Attorney General of Wisconsin — Opinion.
November 30, 1971.
Public Records — Confidentiality — (Informal) — Finance committee of county board probably has right to inspect applications of persons seeking home nursing care.
ROBERT W. WARREN, Attorney General
WILLIAM LEITSCH, Corporation Counsel, Columbia County
You have requested my opinion whether applications of individuals applying for home nursing care provided by the county health committee pursuant to sec. 141.10, Stats., upon authorization of the county board, are open to inspection by the finance committee of the county board. You state that the finance committee is primarily interested in the financial statements filed in connection with such application, which form the basis, in part, for the charges made for such care.
You further state that the county nurse has refused to divulge this information on the grounds that it is privileged and that to reveal the information to anyone outside her office might defeat the purposes of the program.
I am of the opinion that the documents involved are public records within the meaning of sec. 19.21 Stats., and State ex rel. Youmans v. Owens (1965), 28 Wis.2d 672, 137 N.W.2d 470, and that inspection must be granted to any person unless the custodian in good faith believes that disclosure would cause harm to the public interest which would outweigh the benefit to be derived from granting inspection. In the latter case, specific reasons for denial must be given and the person seeking inspection can then resort to mandamus to test the sufficiency of the reasons given. Also note the civil forfeiture provision for unwarranted failure to permit inspection found in sec. 19.21 (4), Stats.
I am aware of no statute which makes the records referred to confidential, nor do they appear to fall in areas protected under the common law. Section 141.10 (1), Stats., does provide that home nursing care shall be provided under the direction of a physician of the patient’s choice. However, the records which you are concerned with would not appear to fall within the doctor-patient privilege referred to in sec. 885.21, Stats. Leusink v. O’Donnell (1949), 255 Wis. 627, 39 N.W.2d 675.
Reasons which might justify denial of inspection to members of the general public probably would not be sufficient in most cases to foreclose county officers or committees from inspection where they have an administrative or legislative duty to perform in connection with the program.
The county health committee, rather than the county nurse, may be the responsible custodian unless such power has been delegated. You state that Columbia County does not have a county health department but does have a county health committee.
Section 141.06 (1), (2) and (3), Stats., provide:
“(1) The county health committee may employ one or more county public health nurses, sanitarians, or other public
health personnel, when so authorized by the county board, to conduct generalized public health nursing, environmental sanitation, or other public programs pursuant to the direction and under the supervision of the county health committee in cooperation with the department.
“(2) The work of the county nurse, county sanitarian and other public health personnel shall be directed by a county health committee composed of 5 or more members appointed by the chairman, at least 3 of which shall be members of the county board, and a representative of the department appointed by the state health officer.
“(3) The county board shall approve and make an appropriation to carry out this section.”

※

What you should do:
In the attorney general's opinion, on what grounds did the county nurse refuse to divulge the information?

(Stored data)

※

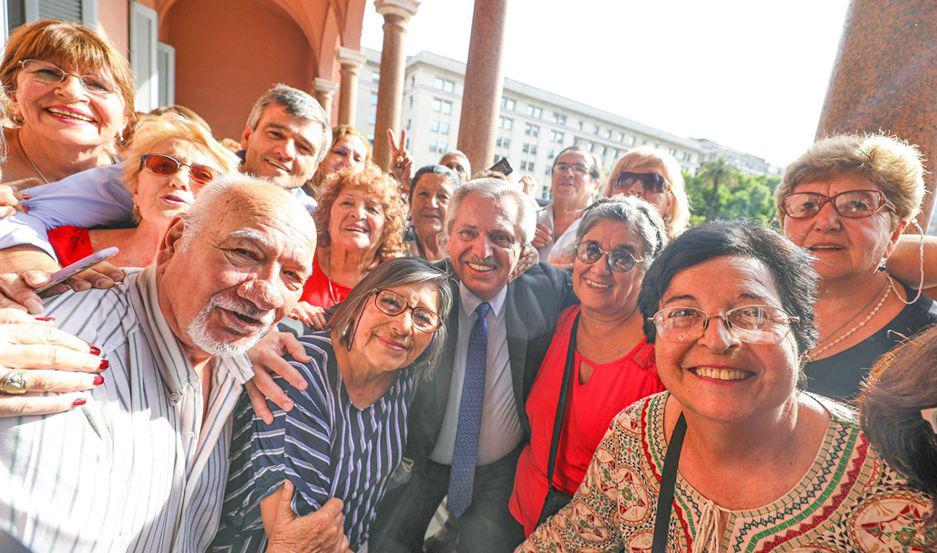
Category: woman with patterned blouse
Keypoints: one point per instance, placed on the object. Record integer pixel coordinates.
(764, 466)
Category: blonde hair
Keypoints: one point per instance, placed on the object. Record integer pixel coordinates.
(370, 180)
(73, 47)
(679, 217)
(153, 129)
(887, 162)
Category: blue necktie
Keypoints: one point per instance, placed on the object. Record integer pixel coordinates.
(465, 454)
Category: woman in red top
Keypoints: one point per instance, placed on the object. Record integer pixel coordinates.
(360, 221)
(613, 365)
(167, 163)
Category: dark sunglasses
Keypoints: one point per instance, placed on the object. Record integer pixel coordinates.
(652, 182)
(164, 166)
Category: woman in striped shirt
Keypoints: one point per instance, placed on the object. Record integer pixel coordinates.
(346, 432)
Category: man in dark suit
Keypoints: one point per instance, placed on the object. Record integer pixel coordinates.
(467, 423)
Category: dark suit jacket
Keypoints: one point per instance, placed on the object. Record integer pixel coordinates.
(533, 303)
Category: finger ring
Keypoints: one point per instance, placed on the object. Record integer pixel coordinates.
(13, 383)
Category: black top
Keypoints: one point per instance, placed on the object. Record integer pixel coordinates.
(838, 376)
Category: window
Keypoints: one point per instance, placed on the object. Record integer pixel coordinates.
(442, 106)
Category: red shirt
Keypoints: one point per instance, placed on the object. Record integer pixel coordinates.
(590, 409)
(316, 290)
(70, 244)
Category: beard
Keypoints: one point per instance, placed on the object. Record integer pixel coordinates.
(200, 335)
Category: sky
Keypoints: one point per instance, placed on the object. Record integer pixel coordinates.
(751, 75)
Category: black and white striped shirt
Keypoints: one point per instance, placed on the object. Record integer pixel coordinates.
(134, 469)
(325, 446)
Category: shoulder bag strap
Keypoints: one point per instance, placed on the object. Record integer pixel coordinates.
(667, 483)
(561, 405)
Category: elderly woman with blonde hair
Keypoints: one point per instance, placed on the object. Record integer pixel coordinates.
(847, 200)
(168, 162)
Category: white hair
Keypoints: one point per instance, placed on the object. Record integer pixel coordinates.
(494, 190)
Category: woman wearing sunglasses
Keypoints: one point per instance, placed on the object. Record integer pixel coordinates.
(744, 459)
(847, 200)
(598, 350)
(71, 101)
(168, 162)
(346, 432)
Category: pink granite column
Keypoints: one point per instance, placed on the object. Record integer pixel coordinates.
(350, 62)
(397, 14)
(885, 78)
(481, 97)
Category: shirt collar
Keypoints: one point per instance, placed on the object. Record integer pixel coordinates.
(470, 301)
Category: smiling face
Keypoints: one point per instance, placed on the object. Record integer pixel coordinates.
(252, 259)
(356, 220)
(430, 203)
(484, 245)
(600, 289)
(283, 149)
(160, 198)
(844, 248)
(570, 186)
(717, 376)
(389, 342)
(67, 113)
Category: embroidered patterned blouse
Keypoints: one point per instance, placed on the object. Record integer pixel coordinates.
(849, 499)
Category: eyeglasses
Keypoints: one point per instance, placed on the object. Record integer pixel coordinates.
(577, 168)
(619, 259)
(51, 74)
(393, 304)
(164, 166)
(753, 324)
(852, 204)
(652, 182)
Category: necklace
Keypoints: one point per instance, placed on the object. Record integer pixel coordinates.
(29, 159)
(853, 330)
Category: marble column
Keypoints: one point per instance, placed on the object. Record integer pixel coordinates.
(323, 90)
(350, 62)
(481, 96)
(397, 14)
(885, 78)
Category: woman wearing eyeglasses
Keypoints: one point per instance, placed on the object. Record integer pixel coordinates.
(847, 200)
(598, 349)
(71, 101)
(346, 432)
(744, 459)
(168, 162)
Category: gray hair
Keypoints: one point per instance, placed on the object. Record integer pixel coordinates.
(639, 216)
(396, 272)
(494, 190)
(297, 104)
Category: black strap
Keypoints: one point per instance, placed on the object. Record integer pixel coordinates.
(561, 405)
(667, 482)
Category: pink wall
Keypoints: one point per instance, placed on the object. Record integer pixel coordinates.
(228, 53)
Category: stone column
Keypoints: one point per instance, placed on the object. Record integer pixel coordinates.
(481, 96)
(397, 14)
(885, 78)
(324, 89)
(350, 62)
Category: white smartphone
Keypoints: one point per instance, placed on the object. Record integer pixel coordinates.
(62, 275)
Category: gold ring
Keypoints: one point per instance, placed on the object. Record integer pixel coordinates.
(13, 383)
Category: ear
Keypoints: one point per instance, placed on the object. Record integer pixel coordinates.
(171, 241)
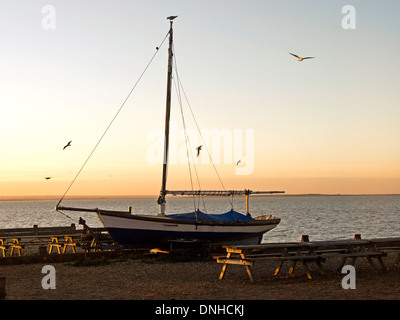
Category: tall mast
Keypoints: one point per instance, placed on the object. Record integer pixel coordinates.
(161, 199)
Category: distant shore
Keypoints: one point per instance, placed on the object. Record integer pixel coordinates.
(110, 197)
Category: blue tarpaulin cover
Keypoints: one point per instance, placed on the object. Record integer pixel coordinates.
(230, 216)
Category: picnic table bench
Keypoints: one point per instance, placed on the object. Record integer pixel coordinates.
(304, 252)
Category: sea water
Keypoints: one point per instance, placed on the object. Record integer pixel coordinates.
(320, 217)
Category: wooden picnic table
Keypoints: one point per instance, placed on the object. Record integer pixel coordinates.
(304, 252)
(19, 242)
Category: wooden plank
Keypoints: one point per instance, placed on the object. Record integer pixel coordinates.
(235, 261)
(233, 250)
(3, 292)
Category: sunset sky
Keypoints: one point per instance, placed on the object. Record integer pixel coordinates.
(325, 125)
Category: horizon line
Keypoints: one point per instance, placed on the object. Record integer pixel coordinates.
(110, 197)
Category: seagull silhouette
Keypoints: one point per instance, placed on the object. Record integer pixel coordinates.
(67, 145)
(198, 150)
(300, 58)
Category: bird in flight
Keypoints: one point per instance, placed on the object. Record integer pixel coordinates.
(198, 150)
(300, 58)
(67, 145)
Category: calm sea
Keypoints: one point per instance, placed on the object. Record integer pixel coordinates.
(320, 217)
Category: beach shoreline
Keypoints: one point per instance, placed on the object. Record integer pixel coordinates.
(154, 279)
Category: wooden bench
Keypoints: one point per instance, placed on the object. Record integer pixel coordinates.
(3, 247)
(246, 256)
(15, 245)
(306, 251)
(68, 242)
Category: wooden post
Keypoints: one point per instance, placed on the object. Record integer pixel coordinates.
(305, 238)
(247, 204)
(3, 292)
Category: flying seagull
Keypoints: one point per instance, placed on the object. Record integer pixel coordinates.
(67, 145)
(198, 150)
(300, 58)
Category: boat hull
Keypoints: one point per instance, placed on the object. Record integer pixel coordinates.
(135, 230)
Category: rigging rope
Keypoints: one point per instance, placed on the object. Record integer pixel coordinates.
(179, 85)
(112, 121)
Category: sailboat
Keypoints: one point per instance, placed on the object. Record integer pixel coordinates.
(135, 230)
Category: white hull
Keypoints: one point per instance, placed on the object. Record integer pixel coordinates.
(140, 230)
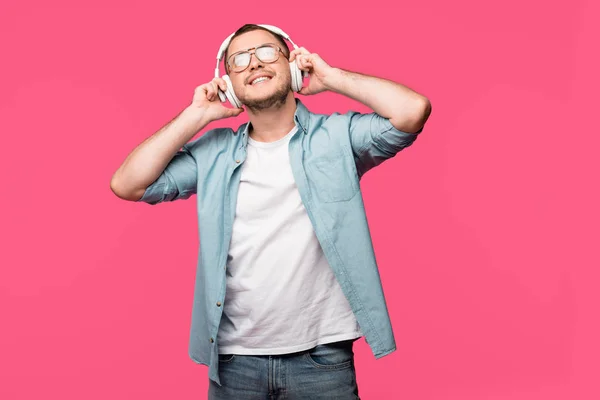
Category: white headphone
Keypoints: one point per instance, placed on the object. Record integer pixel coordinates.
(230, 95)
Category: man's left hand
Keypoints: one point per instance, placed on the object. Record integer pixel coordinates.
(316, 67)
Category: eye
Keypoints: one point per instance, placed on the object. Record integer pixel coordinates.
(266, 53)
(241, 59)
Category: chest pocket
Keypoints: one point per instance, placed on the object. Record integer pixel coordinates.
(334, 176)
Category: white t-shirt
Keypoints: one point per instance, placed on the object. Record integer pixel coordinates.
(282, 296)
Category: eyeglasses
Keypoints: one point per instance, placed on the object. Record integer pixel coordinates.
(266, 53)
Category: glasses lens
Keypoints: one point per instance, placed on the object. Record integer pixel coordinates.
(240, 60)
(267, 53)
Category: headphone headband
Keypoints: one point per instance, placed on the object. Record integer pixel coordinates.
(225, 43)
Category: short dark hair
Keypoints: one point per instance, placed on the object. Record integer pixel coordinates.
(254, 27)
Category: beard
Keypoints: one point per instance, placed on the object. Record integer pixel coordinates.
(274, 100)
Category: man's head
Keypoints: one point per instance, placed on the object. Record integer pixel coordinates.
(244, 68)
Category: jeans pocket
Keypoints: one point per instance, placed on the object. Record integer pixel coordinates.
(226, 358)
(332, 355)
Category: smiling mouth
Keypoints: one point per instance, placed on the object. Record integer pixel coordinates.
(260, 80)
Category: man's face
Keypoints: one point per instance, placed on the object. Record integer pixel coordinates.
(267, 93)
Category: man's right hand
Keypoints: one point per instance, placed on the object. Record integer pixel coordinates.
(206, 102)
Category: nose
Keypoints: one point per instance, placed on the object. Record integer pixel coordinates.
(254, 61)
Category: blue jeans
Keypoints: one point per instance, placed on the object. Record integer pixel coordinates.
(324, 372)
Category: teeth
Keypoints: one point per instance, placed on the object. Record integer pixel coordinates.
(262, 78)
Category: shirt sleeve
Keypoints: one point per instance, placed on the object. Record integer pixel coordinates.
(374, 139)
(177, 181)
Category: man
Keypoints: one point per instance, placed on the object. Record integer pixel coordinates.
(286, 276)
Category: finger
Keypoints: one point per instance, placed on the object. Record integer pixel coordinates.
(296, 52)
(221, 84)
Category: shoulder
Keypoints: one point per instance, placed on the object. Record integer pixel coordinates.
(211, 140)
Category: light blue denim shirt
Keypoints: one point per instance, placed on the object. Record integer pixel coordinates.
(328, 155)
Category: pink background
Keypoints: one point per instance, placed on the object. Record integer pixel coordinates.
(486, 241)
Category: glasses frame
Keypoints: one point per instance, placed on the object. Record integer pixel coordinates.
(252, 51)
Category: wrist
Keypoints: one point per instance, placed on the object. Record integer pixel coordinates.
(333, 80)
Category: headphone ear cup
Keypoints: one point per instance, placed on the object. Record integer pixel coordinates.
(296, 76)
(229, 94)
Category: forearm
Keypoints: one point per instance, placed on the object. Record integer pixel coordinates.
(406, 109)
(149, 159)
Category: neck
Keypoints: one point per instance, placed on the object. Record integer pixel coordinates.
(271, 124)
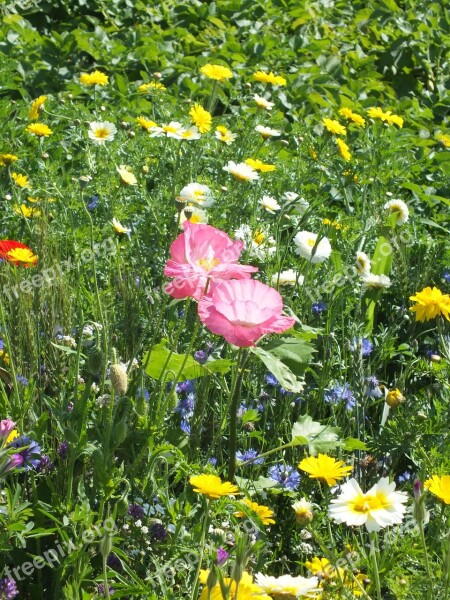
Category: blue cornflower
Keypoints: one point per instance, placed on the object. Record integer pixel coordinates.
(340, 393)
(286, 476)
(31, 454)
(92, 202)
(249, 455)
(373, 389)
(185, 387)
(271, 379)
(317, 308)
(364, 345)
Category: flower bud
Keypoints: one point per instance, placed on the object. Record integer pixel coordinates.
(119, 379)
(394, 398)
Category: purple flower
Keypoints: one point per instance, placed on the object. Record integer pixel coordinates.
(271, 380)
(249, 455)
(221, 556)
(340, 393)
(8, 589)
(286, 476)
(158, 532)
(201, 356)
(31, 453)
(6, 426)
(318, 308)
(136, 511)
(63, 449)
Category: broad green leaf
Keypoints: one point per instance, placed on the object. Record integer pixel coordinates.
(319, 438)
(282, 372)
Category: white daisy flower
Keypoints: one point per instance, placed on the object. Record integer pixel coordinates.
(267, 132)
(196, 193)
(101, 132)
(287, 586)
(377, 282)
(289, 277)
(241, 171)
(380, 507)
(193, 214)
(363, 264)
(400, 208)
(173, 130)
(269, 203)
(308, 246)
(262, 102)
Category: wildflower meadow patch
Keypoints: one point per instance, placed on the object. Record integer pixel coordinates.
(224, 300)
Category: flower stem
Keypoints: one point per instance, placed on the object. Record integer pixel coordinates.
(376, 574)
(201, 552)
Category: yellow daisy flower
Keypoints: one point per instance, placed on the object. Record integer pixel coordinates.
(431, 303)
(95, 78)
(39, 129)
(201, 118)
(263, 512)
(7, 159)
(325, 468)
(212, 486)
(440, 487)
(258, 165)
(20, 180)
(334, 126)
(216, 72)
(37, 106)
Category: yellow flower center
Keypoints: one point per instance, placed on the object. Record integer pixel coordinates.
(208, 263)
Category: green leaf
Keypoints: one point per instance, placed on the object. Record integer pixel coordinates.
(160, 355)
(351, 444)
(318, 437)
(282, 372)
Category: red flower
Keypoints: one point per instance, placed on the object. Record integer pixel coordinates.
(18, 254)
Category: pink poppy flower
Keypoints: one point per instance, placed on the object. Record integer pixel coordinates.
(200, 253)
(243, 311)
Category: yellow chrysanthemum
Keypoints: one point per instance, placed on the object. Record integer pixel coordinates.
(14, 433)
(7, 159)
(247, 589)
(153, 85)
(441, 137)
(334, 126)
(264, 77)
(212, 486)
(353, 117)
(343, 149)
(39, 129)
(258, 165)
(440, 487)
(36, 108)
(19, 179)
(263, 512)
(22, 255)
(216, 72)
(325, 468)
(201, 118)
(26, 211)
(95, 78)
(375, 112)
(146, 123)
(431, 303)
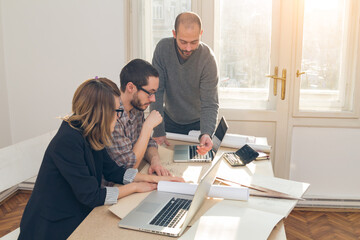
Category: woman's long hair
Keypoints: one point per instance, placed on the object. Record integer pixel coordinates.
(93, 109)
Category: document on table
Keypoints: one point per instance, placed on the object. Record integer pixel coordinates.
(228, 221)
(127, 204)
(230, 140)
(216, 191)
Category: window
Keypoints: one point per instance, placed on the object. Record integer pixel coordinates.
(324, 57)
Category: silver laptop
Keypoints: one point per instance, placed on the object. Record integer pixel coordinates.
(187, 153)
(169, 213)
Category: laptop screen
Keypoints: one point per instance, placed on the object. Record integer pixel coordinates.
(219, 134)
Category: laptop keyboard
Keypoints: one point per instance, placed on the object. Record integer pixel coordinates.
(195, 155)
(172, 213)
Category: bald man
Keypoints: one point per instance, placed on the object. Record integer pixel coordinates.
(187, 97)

※

Written solution:
She said the information is privileged and that revealing it to anyone outside her office might defeat the purposes of the program.